**Dataset rows on where objects appear**
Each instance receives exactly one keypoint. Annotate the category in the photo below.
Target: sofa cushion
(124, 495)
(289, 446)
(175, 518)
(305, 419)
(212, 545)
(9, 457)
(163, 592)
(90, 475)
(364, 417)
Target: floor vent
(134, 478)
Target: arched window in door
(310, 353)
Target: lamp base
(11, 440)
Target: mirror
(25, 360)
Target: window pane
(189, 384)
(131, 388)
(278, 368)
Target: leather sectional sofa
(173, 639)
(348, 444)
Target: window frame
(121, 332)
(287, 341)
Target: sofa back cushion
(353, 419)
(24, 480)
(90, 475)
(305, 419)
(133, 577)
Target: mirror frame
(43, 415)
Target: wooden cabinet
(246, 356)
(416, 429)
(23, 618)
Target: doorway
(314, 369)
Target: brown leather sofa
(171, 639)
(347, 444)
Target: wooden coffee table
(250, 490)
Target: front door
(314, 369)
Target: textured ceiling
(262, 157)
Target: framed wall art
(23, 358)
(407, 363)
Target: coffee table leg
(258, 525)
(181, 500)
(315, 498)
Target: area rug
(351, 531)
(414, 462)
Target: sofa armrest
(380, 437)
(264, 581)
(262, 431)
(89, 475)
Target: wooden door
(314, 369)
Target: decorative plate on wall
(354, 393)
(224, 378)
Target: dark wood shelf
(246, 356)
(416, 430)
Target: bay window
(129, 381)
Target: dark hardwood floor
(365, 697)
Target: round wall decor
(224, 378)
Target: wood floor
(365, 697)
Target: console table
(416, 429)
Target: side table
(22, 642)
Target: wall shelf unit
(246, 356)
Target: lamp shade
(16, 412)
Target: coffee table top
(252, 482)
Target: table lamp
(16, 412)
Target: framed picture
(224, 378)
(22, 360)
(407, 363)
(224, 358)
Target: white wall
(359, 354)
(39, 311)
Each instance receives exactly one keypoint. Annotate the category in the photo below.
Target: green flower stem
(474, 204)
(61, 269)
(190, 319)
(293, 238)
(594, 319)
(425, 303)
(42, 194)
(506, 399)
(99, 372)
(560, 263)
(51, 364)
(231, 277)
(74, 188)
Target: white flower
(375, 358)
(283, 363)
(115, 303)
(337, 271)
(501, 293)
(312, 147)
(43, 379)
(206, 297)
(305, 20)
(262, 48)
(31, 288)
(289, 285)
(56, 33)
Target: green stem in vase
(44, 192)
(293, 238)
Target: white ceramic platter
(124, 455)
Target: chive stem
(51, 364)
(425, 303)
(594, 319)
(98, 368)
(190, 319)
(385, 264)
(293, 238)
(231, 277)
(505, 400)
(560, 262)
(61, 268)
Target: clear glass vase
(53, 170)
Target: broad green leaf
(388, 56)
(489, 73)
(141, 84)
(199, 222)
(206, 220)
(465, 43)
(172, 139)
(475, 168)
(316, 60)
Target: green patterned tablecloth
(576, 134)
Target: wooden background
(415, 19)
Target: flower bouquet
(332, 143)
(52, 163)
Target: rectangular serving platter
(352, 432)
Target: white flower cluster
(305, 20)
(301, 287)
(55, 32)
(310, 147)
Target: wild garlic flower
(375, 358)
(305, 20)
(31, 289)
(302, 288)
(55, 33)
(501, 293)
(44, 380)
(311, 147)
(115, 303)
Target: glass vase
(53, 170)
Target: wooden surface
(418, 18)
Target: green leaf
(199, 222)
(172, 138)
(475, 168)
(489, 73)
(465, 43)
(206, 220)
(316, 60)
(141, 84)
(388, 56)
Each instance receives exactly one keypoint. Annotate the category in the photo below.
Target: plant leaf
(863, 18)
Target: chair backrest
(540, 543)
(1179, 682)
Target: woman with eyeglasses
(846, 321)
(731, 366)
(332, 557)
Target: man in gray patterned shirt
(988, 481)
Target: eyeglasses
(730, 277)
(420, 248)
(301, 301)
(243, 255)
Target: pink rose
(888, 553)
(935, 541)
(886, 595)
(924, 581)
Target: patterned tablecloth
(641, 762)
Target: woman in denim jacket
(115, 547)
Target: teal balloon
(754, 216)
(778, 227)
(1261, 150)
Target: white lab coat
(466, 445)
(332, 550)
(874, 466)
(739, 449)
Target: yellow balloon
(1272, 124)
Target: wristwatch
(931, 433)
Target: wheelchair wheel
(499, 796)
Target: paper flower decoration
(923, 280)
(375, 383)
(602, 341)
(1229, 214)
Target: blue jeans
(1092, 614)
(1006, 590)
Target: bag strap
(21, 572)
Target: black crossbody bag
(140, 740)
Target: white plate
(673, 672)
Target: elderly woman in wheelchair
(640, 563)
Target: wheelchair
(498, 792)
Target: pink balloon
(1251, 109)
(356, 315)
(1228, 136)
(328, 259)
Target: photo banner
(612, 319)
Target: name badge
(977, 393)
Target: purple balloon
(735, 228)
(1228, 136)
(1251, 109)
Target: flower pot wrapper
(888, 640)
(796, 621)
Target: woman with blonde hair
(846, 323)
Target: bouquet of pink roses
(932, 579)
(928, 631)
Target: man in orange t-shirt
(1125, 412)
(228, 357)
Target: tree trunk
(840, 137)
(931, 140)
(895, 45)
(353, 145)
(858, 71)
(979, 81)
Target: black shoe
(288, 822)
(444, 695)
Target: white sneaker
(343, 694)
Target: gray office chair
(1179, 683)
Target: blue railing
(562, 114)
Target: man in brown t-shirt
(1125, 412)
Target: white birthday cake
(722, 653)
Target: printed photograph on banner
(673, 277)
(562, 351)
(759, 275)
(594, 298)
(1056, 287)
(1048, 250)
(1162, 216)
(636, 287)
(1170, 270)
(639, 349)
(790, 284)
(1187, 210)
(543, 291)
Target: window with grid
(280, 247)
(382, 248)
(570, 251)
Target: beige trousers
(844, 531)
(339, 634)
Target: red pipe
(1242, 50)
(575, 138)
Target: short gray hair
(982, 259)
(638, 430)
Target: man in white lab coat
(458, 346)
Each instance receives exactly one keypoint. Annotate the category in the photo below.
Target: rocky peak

**Task statement**
Reproduce all of the rows above verbatim, in their original order and with each line kept separate.

**Finished answer**
Each instance receives exactly one keypoint. Annotate the category in the photo below.
Target: sofa cushion
(124, 495)
(289, 446)
(175, 518)
(305, 419)
(212, 545)
(9, 457)
(163, 592)
(90, 475)
(364, 417)
Target: floor vent
(134, 478)
Target: arched window in door
(310, 353)
Target: lamp base
(11, 440)
Target: mirror
(25, 360)
Target: window pane
(189, 384)
(131, 388)
(278, 368)
Target: leather sectional sofa
(173, 639)
(348, 444)
Target: window frame
(121, 332)
(287, 341)
Target: sofa back cushion
(353, 419)
(24, 480)
(90, 475)
(305, 419)
(133, 577)
Target: mirror frame
(43, 415)
Target: wooden cabinet
(246, 356)
(416, 429)
(23, 618)
Target: doorway
(314, 369)
Target: brown leather sofa
(171, 639)
(347, 444)
Target: wooden coffee table
(250, 490)
Target: front door
(314, 369)
Target: textured ceiling
(262, 157)
Target: framed wall art
(23, 358)
(407, 363)
Target: coffee table leg
(258, 525)
(181, 500)
(315, 498)
Target: area rug
(351, 531)
(414, 462)
Target: sofa armrest
(380, 437)
(264, 581)
(262, 431)
(89, 475)
Target: wooden door
(314, 369)
Target: decorative plate on wall
(354, 393)
(224, 378)
Target: dark wood shelf
(246, 356)
(416, 430)
Target: bay window
(129, 381)
Target: dark hardwood floor
(365, 697)
Target: round wall decor
(224, 378)
Target: wood floor
(365, 697)
Target: console table
(416, 429)
Target: side table
(22, 642)
Target: wall shelf unit
(246, 356)
Target: lamp shade
(16, 412)
Target: coffee table top
(252, 482)
Target: table lamp
(16, 412)
Target: framed picture
(224, 378)
(22, 360)
(407, 363)
(224, 358)
Target: white wall
(359, 354)
(39, 311)
Each instance receives exactly one keypoint. Annotate the category in the photo below.
Target: green flower stem
(474, 204)
(61, 269)
(190, 319)
(293, 238)
(594, 319)
(425, 303)
(42, 194)
(506, 399)
(99, 372)
(560, 263)
(51, 364)
(231, 277)
(74, 188)
Target: white flower
(375, 358)
(283, 363)
(115, 303)
(337, 271)
(501, 293)
(312, 147)
(43, 379)
(206, 297)
(305, 20)
(262, 48)
(31, 288)
(289, 285)
(56, 33)
Target: green stem in vase
(44, 192)
(293, 238)
Target: white ceramic platter
(124, 455)
Target: chive stem
(51, 364)
(425, 303)
(594, 319)
(98, 368)
(190, 319)
(385, 264)
(293, 238)
(231, 277)
(505, 400)
(560, 262)
(61, 268)
Target: clear glass vase
(53, 170)
Target: broad green leaf
(388, 56)
(489, 73)
(141, 84)
(199, 222)
(206, 220)
(465, 43)
(172, 139)
(475, 168)
(316, 60)
Target: green patterned tablecloth
(576, 134)
Target: wooden background
(415, 19)
Target: flower bouquet
(332, 143)
(52, 163)
Target: rectangular serving platter
(352, 432)
Target: white flower cluster
(305, 20)
(301, 287)
(55, 32)
(310, 147)
Target: wild garlic flower
(375, 358)
(305, 20)
(31, 289)
(302, 288)
(55, 33)
(501, 293)
(44, 380)
(311, 147)
(115, 303)
Target: glass vase
(53, 170)
Target: wooden surface
(418, 18)
Target: green leaf
(199, 222)
(172, 138)
(475, 168)
(489, 73)
(465, 43)
(206, 220)
(316, 60)
(141, 84)
(388, 56)
Each instance receives exactly one keypoint. Annotate the category in the photo below.
Target: plant leaf
(863, 18)
Target: chair backrest
(540, 543)
(1179, 682)
Target: woman with eyeglasses
(846, 321)
(731, 366)
(332, 557)
Target: man in gray patterned shirt
(988, 481)
Target: eyeglasses
(730, 277)
(420, 248)
(301, 301)
(243, 255)
Target: pink rose
(888, 553)
(935, 541)
(886, 595)
(924, 581)
Target: patterned tablecloth
(641, 762)
Target: woman in denim jacket
(115, 547)
Target: teal balloon
(754, 216)
(778, 227)
(1261, 150)
Target: white lab coat
(466, 445)
(332, 550)
(874, 466)
(739, 449)
Target: yellow balloon
(1272, 124)
Target: wristwatch
(931, 433)
Target: wheelchair wheel
(499, 796)
Target: paper flower decoration
(923, 280)
(375, 383)
(602, 341)
(1229, 214)
Target: blue jeans
(1092, 614)
(1006, 590)
Target: bag strap
(21, 572)
Target: black crossbody bag
(140, 740)
Target: white plate
(673, 672)
Target: elderly woman in wheelchair
(640, 563)
Target: wheelchair
(498, 792)
Target: pink balloon
(1251, 109)
(356, 315)
(1228, 136)
(328, 259)
Target: photo banner
(612, 319)
Target: name badge
(977, 393)
Target: purple balloon
(735, 228)
(1228, 136)
(1251, 109)
Target: flower pot wrapper
(888, 640)
(796, 621)
Target: woman with blonde hair
(846, 323)
Target: bouquet of pink roses
(932, 579)
(928, 631)
Target: man in orange t-shirt
(1125, 412)
(228, 357)
Target: tree trunk
(840, 137)
(931, 140)
(895, 45)
(353, 145)
(858, 71)
(979, 81)
Target: black shoe
(288, 822)
(444, 695)
Target: white sneaker
(343, 694)
Target: gray office chair
(1179, 683)
Target: blue railing
(562, 114)
Target: man in brown t-shirt
(1125, 412)
Target: white birthday cake
(722, 653)
Target: printed photograph on banner
(673, 277)
(562, 351)
(759, 275)
(594, 298)
(1056, 287)
(1048, 250)
(1162, 216)
(636, 287)
(1170, 270)
(639, 349)
(790, 284)
(1187, 210)
(543, 291)
Target: window with grid
(280, 247)
(382, 248)
(570, 251)
Target: beige trousers
(844, 531)
(339, 634)
Target: red pipe
(1242, 50)
(575, 138)
Target: short gray hair
(982, 259)
(638, 430)
Target: man in white lab coat
(458, 346)
Each instance receives exactly one keypoint. Annotate the category in the photo below.
Target: rocky peak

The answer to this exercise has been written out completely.